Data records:
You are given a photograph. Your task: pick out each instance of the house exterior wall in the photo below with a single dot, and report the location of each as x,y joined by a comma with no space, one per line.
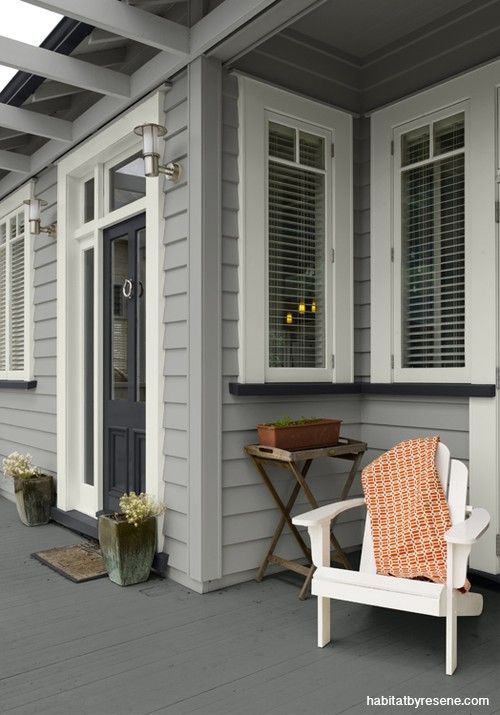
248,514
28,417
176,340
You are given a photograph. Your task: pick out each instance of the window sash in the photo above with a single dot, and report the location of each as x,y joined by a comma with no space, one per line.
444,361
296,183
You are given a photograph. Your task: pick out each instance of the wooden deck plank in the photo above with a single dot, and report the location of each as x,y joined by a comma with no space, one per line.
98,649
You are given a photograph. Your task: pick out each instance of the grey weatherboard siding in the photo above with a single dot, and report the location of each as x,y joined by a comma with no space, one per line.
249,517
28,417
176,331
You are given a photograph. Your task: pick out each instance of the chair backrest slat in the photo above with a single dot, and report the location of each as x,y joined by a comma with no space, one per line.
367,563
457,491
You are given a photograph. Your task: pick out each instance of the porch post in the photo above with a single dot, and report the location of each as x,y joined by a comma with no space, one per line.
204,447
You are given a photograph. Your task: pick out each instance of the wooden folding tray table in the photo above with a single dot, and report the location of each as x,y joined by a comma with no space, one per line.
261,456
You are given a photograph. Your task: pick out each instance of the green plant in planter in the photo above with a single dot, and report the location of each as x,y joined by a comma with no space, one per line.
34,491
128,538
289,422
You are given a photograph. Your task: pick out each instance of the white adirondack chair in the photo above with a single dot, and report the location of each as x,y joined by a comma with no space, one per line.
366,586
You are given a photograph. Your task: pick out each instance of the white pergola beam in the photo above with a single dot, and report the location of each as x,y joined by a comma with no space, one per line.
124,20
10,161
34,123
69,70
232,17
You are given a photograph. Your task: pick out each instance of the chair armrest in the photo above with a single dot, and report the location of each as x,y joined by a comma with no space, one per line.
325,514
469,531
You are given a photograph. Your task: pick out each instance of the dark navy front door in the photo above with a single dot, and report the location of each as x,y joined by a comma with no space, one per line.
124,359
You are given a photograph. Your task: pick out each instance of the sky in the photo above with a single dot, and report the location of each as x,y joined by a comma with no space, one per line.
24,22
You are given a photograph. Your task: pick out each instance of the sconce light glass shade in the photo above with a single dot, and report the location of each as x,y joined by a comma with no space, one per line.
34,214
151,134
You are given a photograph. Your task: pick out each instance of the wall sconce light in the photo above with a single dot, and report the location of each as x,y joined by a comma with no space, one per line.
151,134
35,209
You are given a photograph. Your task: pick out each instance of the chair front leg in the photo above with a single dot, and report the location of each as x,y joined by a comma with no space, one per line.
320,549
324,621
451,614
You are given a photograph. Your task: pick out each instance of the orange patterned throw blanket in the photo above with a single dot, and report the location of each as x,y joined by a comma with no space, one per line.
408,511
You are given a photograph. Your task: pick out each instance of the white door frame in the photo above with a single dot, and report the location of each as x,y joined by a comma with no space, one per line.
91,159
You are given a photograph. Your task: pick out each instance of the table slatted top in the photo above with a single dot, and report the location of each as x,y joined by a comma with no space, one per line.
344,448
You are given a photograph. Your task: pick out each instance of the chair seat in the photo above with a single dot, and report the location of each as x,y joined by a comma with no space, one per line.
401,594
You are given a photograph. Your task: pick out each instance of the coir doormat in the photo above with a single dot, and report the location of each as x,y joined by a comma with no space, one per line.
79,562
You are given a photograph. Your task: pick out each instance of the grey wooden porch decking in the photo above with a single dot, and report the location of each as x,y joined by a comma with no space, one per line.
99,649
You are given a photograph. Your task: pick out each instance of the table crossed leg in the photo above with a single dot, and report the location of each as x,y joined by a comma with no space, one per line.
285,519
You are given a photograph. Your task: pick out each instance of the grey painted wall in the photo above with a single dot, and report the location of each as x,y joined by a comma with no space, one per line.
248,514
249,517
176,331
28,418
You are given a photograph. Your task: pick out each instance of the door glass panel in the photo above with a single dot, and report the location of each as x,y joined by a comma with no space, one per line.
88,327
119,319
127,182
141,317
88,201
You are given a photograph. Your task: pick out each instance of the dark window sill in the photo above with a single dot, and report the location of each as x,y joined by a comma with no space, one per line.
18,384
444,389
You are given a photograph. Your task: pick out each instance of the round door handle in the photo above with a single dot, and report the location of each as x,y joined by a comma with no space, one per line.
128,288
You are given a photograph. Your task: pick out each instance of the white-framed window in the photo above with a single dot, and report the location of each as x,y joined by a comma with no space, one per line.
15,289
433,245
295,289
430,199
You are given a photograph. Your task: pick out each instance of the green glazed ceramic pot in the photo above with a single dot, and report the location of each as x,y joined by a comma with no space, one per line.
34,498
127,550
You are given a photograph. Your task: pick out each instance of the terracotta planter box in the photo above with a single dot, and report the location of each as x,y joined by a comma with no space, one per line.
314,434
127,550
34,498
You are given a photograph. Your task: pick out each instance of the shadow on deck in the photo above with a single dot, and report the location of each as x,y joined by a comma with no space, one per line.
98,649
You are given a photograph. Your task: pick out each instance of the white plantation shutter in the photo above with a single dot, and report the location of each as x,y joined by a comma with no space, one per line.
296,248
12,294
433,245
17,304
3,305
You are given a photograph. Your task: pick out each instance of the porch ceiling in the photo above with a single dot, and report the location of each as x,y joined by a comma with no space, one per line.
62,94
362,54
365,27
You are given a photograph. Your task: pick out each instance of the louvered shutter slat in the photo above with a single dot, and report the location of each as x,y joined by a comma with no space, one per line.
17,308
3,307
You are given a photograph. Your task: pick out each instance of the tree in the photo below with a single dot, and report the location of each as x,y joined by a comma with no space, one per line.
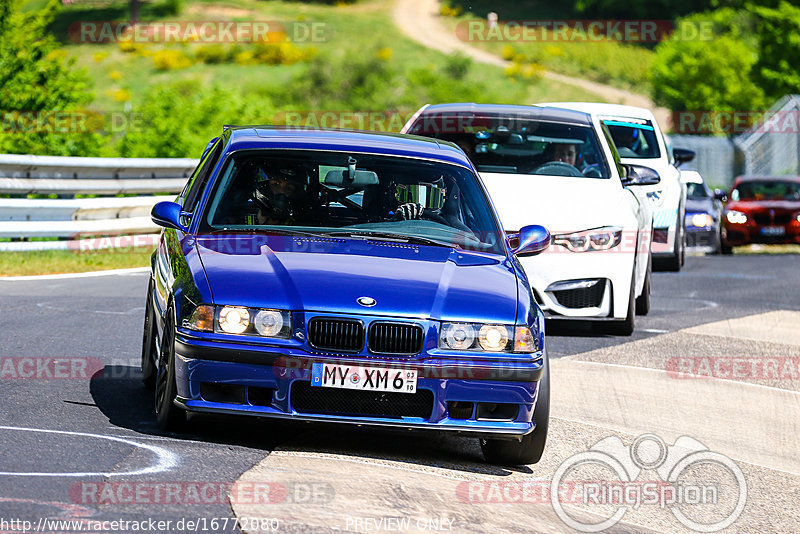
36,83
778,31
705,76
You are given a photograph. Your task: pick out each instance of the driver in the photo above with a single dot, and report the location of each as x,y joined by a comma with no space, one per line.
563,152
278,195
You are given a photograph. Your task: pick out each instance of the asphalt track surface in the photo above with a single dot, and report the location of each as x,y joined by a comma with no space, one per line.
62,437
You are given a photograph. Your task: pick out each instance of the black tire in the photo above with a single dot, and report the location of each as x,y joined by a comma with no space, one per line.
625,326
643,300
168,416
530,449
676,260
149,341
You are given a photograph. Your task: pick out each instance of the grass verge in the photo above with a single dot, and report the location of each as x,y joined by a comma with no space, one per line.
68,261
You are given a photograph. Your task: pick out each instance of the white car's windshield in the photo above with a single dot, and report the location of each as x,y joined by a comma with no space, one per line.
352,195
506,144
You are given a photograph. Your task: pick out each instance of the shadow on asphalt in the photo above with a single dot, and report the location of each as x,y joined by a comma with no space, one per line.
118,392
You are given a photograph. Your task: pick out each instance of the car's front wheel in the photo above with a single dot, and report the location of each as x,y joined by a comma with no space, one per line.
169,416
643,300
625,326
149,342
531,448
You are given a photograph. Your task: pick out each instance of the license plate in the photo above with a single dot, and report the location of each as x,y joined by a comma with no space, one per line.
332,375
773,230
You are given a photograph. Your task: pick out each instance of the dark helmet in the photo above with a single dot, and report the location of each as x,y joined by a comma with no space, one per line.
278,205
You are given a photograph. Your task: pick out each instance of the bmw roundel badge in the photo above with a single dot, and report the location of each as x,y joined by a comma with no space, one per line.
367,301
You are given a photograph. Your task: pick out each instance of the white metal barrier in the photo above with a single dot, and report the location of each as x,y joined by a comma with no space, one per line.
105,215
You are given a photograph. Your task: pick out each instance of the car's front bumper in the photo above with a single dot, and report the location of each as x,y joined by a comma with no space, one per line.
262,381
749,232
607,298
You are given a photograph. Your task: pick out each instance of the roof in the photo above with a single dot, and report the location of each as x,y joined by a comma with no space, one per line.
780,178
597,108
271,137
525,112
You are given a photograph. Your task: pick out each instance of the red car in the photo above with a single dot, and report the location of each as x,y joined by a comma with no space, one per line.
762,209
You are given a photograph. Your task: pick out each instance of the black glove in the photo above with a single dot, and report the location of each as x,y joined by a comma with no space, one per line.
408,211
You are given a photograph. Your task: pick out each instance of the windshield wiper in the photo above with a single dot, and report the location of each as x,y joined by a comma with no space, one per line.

• The task
Repeat, character for character, the lines from the one that holds "of the license" to the final line of the material, inclusive, and no other lines.

• Answer
You are given a photograph. Your task: pick out each instance of the license plate in the photo above with a single dot, and report the location of each as x,y joined by a comma with no space, one per line.
332,375
773,230
You are given a photograph. Your task: pick out each instance of the dark helmet in the photo above with a single dot, and report the location of each as x,y joined by a comma with no space, one per line.
278,205
You are given a photograph. Your task: pick out each instance of the bmw roundel badge in the photo above with a single dot, and report the location of each as x,y joined by a comma with no space, one per line.
367,301
You are given a photograph. Your task: pick out each instance of the white metal barrier in the photo above with a single dot, and report the location of each as x,y joined by a comma with no space, one per line.
105,215
You are given a photograph. Your task: pick out each instance of the car's front bumper in the photo above with a single dot, and report the location of each as x,y joined by a comma with no space, one per line.
262,381
749,232
607,298
You are given a photograph. Your task: pick out each instance of the roof in the photo above with a single dot, and report the location of each as x,y joined by a comma with no space, one per line.
780,178
597,108
271,137
525,112
You are given a photograph. Your task: pick out each instance of the red car in the photo above with a single dot, and report the location of each as x,y joined by a comma with no space, one per line.
762,209
You are given a photograph. Your task: pick out each instance of the black glove in the photo above with a single dot, and report the location of each as x,y joined by a comma with no space, one per line.
408,211
You are given a photograph. Your task: pick out each instance of the windshield wiper in the photo above with a single dot, and report the location of each as x,y joined by a comma with no space, one per line.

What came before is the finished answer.